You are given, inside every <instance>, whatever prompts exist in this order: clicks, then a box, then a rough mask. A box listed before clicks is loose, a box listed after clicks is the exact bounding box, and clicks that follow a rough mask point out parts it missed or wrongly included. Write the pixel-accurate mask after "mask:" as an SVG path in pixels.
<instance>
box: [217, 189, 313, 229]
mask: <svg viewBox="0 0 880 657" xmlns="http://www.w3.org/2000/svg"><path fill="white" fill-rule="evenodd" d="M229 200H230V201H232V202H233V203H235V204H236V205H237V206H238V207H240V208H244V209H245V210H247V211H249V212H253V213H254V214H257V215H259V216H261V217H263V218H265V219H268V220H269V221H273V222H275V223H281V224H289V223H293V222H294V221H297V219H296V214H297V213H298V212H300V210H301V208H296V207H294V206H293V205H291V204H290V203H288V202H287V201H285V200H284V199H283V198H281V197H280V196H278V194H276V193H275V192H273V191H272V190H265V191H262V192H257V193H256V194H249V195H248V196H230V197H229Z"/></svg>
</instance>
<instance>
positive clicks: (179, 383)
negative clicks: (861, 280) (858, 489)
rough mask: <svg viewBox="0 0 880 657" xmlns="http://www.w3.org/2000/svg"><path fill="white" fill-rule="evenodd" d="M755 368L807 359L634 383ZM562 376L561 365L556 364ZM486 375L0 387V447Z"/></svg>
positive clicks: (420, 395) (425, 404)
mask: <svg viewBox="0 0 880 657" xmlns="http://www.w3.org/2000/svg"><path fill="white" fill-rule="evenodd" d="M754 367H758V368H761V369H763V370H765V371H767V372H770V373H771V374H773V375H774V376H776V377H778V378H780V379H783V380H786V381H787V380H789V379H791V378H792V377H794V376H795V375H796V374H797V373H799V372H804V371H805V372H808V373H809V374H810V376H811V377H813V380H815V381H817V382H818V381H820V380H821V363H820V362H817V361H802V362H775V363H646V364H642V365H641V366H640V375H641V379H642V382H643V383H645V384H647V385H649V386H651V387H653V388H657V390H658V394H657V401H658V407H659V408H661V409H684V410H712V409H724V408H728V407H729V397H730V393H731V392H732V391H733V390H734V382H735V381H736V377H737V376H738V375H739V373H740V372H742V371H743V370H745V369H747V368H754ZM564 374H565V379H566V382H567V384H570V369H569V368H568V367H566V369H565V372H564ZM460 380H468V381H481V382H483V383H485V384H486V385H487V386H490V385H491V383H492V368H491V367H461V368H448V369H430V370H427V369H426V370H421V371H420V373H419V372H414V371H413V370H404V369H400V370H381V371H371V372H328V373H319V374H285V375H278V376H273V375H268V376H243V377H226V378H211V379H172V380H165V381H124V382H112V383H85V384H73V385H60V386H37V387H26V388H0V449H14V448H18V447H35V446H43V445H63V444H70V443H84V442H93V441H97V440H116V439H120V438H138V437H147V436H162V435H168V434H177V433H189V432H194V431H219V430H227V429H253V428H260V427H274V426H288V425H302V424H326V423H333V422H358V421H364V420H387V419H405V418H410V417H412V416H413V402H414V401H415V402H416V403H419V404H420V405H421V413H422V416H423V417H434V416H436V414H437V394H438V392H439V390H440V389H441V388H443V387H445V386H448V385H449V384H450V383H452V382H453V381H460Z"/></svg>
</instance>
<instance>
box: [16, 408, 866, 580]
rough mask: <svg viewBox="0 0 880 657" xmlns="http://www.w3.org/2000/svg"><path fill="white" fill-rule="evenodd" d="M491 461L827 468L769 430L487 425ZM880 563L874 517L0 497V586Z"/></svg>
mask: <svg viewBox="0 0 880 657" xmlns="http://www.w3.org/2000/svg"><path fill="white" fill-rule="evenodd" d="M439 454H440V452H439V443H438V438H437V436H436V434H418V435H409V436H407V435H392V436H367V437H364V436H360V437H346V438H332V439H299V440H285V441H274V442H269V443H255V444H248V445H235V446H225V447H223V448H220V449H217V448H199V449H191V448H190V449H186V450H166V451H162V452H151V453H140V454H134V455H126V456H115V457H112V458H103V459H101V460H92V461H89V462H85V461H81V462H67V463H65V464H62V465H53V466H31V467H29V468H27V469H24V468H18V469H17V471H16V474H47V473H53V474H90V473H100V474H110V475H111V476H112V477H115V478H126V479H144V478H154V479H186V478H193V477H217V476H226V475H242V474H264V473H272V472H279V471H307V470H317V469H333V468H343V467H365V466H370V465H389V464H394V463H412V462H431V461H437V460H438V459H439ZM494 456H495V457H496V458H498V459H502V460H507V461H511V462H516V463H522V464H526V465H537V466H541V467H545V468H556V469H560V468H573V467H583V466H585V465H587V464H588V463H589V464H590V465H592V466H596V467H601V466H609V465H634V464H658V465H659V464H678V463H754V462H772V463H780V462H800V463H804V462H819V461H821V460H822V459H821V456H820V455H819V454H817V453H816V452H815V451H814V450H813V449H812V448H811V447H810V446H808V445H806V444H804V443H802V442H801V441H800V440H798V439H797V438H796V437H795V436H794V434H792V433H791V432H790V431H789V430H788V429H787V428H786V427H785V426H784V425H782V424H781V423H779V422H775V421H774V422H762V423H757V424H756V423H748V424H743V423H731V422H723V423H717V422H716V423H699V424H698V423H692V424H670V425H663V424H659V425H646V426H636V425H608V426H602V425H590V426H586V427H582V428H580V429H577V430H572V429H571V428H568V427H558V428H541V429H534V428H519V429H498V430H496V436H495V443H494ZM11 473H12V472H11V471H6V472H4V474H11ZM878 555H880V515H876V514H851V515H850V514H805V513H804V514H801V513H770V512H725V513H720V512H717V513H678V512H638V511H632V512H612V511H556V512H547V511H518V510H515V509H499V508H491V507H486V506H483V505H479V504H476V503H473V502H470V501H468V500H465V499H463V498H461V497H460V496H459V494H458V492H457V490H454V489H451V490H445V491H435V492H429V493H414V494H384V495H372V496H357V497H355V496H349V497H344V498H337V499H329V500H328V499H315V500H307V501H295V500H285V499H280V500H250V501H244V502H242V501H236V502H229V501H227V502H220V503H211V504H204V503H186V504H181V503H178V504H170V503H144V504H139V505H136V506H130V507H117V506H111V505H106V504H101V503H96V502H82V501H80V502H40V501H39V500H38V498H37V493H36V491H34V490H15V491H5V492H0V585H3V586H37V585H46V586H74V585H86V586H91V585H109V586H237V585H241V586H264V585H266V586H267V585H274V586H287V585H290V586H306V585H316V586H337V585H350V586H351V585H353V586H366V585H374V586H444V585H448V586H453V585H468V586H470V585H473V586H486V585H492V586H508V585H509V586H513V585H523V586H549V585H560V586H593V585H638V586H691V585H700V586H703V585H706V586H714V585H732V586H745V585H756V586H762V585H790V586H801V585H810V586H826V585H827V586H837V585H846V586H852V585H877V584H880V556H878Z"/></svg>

----

- WHAT YOU ARE ASKED TO DO: All of the records need to be transcribed exactly.

- YOUR RESPONSE:
You are given, inside every <instance>, whatever prompts exist in this order: clicks, then a box, then a rough mask. A box listed before clicks is loose, a box listed after clicks is the exact bounding box, and clicks that follow a rough mask point out parts it missed or wrongly included. Write the pixel-accurate mask after "mask:" as an SVG path in pixels.
<instance>
box: [217, 189, 313, 229]
mask: <svg viewBox="0 0 880 657" xmlns="http://www.w3.org/2000/svg"><path fill="white" fill-rule="evenodd" d="M229 200H230V201H232V202H233V203H235V204H236V205H237V206H238V207H240V208H244V209H245V210H247V211H249V212H253V213H254V214H257V215H259V216H261V217H263V218H265V219H268V220H269V221H273V222H275V223H281V224H289V223H293V222H294V221H297V219H296V214H297V213H298V212H300V210H301V208H296V207H294V206H293V205H291V204H290V203H288V202H287V201H285V200H284V199H283V198H281V197H280V196H278V194H276V193H275V192H273V191H272V190H265V191H262V192H257V193H256V194H249V195H248V196H230V197H229Z"/></svg>
</instance>
<instance>
positive clicks: (179, 383)
negative clicks: (861, 280) (858, 489)
rough mask: <svg viewBox="0 0 880 657" xmlns="http://www.w3.org/2000/svg"><path fill="white" fill-rule="evenodd" d="M755 368L807 359L634 383ZM562 376L561 365L556 364ZM486 375L0 387V447Z"/></svg>
positive clicks: (420, 395) (425, 404)
mask: <svg viewBox="0 0 880 657" xmlns="http://www.w3.org/2000/svg"><path fill="white" fill-rule="evenodd" d="M754 367H758V368H761V369H763V370H765V371H767V372H770V373H771V374H773V375H774V376H776V377H778V378H780V379H783V380H786V381H787V380H789V379H791V378H792V377H794V376H795V375H796V374H797V373H799V372H804V371H805V372H808V373H809V374H810V376H811V377H813V380H815V381H817V382H818V381H820V380H821V363H820V362H817V361H802V362H775V363H646V364H642V365H641V366H640V375H641V379H642V382H643V383H645V384H647V385H649V386H651V387H653V388H657V390H658V394H657V401H658V407H659V408H661V409H684V410H712V409H724V408H728V407H729V397H730V393H731V392H732V391H733V390H734V382H735V381H736V377H737V376H738V375H739V373H740V372H742V371H743V370H745V369H747V368H754ZM564 374H565V379H566V382H567V384H570V369H569V368H568V367H566V369H565V372H564ZM460 380H468V381H481V382H483V383H485V384H486V385H487V386H490V385H491V383H492V368H491V367H461V368H448V369H430V370H427V369H426V370H421V371H420V373H419V372H414V371H413V370H404V369H400V370H381V371H371V372H328V373H319V374H285V375H278V376H273V375H268V376H243V377H226V378H211V379H172V380H165V381H124V382H112V383H85V384H73V385H60V386H37V387H26V388H0V449H14V448H18V447H35V446H43V445H63V444H70V443H84V442H93V441H97V440H116V439H120V438H138V437H147V436H162V435H168V434H177V433H189V432H194V431H219V430H227V429H253V428H260V427H274V426H288V425H302V424H326V423H333V422H358V421H364V420H387V419H405V418H410V417H412V416H413V402H414V401H415V402H416V403H419V404H420V405H421V413H422V416H423V417H434V416H436V414H437V394H438V392H439V390H440V389H441V388H443V387H445V386H448V385H449V384H450V383H452V382H453V381H460Z"/></svg>
</instance>
<instance>
box: [16, 408, 866, 580]
rough mask: <svg viewBox="0 0 880 657" xmlns="http://www.w3.org/2000/svg"><path fill="white" fill-rule="evenodd" d="M491 461L827 468L769 430L487 425ZM880 563L874 517L0 497V586Z"/></svg>
mask: <svg viewBox="0 0 880 657" xmlns="http://www.w3.org/2000/svg"><path fill="white" fill-rule="evenodd" d="M439 454H440V452H439V443H438V438H437V436H436V434H418V435H409V436H407V435H392V436H367V437H364V436H360V437H346V438H332V439H299V440H285V441H274V442H269V443H255V444H248V445H235V446H225V447H223V448H220V449H217V448H199V449H191V448H190V449H186V450H166V451H162V452H151V453H140V454H134V455H126V456H115V457H112V458H103V459H101V460H92V461H89V462H85V461H81V462H67V463H65V464H62V465H53V466H31V467H29V468H27V469H24V468H18V469H17V471H16V474H47V473H53V474H90V473H100V474H110V475H111V476H112V477H115V478H126V479H144V478H154V479H186V478H193V477H217V476H226V475H242V474H264V473H272V472H279V471H307V470H317V469H333V468H343V467H365V466H370V465H389V464H394V463H412V462H431V461H437V460H438V459H439ZM494 456H495V457H496V458H498V459H502V460H507V461H511V462H516V463H522V464H526V465H537V466H541V467H545V468H556V469H560V468H573V467H583V466H585V465H587V464H588V463H589V464H590V465H592V466H596V467H601V466H609V465H634V464H658V465H659V464H678V463H754V462H772V463H780V462H800V463H804V462H819V461H821V460H822V459H821V456H820V455H819V454H817V453H816V452H815V451H814V450H813V449H812V448H811V447H810V446H808V445H806V444H804V443H802V442H801V441H800V440H798V439H797V438H796V437H795V436H794V434H792V433H791V432H790V431H789V430H788V429H787V428H786V427H785V426H784V425H782V424H781V423H779V422H775V421H774V422H762V423H757V424H756V423H748V424H743V423H731V422H723V423H717V422H716V423H699V424H698V423H692V424H670V425H663V424H659V425H646V426H636V425H608V426H602V425H590V426H586V427H582V428H580V429H577V430H572V429H571V428H568V427H558V428H541V429H534V428H519V429H498V430H496V436H495V443H494ZM11 473H12V472H11V471H6V472H4V474H11ZM878 555H880V515H876V514H851V515H850V514H805V513H804V514H801V513H770V512H725V513H720V512H717V513H678V512H638V511H632V512H612V511H556V512H547V511H518V510H515V509H499V508H491V507H486V506H483V505H479V504H476V503H473V502H470V501H468V500H465V499H463V498H461V497H460V496H459V494H458V492H457V490H454V489H451V490H445V491H435V492H429V493H414V494H384V495H372V496H357V497H355V496H349V497H344V498H337V499H329V500H328V499H315V500H307V501H295V500H285V499H280V500H250V501H244V502H242V501H236V502H229V501H227V502H220V503H211V504H204V503H186V504H181V503H178V504H170V503H144V504H139V505H136V506H130V507H117V506H111V505H106V504H101V503H96V502H82V501H80V502H40V501H39V500H38V498H37V493H36V491H34V490H15V491H5V492H0V585H3V586H37V585H46V586H74V585H86V586H91V585H109V586H237V585H241V586H264V585H266V586H267V585H274V586H287V585H290V586H306V585H316V586H337V585H350V586H351V585H353V586H366V585H374V586H444V585H448V586H453V585H468V586H470V585H473V586H486V585H492V586H508V585H509V586H513V585H523V586H549V585H560V586H593V585H638V586H691V585H700V586H703V585H706V586H714V585H732V586H745V585H756V586H762V585H790V586H801V585H810V586H826V585H827V586H837V585H846V586H852V585H877V584H880V556H878Z"/></svg>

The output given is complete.